**Problem requirements**
Please output exactly the lines from the one containing "Where can you spot the man's short" through the last line of the records, both included.

**Information shown**
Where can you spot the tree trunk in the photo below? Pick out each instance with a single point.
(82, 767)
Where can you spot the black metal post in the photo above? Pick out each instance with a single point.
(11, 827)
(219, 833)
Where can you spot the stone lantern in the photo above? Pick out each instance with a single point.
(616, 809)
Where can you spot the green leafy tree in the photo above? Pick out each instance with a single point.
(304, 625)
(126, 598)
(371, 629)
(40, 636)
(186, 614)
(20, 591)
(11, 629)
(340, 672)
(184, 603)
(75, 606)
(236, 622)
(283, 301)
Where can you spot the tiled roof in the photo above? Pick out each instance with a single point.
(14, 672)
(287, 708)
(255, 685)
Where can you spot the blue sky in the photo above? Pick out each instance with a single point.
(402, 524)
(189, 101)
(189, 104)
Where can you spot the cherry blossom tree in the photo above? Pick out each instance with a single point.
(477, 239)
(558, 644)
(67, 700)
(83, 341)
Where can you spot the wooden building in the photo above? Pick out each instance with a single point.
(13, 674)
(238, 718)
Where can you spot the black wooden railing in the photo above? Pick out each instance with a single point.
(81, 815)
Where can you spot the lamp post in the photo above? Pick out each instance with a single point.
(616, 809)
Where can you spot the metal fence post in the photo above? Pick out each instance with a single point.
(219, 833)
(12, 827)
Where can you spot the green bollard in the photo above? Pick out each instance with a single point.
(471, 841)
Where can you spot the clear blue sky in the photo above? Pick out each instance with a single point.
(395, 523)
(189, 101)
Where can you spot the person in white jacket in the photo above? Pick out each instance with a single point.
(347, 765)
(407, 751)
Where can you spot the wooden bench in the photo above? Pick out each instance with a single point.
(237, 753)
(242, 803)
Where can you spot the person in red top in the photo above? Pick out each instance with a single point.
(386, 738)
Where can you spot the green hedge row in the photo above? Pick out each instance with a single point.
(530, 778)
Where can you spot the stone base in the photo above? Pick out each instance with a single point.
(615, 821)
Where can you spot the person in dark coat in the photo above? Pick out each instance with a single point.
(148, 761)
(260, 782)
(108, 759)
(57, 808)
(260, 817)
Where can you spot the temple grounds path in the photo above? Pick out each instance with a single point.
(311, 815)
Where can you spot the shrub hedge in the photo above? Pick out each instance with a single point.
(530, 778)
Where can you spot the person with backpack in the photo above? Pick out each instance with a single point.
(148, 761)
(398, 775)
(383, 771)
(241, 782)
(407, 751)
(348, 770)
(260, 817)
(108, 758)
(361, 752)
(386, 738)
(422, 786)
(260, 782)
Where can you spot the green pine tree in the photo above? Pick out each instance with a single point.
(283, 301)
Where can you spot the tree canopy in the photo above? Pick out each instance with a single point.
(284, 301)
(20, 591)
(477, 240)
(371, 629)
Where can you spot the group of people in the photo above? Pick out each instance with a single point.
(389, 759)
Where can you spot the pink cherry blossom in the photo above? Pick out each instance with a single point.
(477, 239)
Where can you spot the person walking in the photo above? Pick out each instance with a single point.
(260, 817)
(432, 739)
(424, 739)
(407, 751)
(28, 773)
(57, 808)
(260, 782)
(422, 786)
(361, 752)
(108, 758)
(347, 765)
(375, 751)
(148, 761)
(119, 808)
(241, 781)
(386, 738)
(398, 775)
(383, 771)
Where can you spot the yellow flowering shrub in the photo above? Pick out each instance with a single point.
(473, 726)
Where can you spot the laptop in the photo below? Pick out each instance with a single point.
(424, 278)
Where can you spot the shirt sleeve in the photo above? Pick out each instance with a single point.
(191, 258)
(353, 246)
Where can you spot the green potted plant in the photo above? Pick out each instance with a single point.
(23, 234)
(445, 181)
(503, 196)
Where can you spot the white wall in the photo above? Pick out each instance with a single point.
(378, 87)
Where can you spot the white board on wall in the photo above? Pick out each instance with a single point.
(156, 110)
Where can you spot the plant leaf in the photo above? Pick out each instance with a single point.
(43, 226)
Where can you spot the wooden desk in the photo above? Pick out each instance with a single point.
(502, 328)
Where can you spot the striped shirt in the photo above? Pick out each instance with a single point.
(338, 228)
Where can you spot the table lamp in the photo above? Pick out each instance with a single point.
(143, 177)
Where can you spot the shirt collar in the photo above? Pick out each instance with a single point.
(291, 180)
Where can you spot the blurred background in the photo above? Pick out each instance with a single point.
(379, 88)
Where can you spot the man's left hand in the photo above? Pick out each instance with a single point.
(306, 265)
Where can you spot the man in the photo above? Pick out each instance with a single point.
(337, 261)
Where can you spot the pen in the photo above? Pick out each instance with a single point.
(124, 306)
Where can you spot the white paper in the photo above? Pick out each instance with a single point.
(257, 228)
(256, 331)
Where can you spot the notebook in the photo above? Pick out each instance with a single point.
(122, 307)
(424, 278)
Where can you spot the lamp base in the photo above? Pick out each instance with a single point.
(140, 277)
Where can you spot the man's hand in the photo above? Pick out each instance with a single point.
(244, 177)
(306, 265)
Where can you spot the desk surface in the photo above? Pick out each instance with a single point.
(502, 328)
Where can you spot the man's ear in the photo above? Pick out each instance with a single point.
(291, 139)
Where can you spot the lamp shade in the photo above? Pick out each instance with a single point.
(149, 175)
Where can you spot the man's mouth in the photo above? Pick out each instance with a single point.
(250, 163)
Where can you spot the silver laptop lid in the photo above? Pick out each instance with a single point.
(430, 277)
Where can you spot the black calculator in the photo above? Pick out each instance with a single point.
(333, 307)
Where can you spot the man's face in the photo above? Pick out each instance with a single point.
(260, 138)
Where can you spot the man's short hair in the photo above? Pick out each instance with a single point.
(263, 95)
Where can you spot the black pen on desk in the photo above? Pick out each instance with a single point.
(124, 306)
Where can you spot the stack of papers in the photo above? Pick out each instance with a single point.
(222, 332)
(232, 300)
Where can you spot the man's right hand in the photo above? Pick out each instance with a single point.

**Response below**
Where can you spot the man's short hair in the photo above? Pick out each instance with a single point.
(263, 95)
Where can you spot the black pen on desk in the photo above? Pick out each instance with a single point.
(124, 306)
Where can you spot the stack of papers in the photo above? Pick out each instance with a single point.
(222, 332)
(232, 300)
Where can you spot the man's right hand in the photo above? Pick out each instance with a single point.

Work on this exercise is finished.